(Input data)
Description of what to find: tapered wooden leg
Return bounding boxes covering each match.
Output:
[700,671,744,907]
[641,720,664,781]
(End Input data)
__The problem__
Please set down each of the entries above exactly as given.

__Exercise solution__
Description of what to find: tapered wooden leg
Return bounding boxes covering each match.
Output:
[700,671,744,907]
[641,720,664,781]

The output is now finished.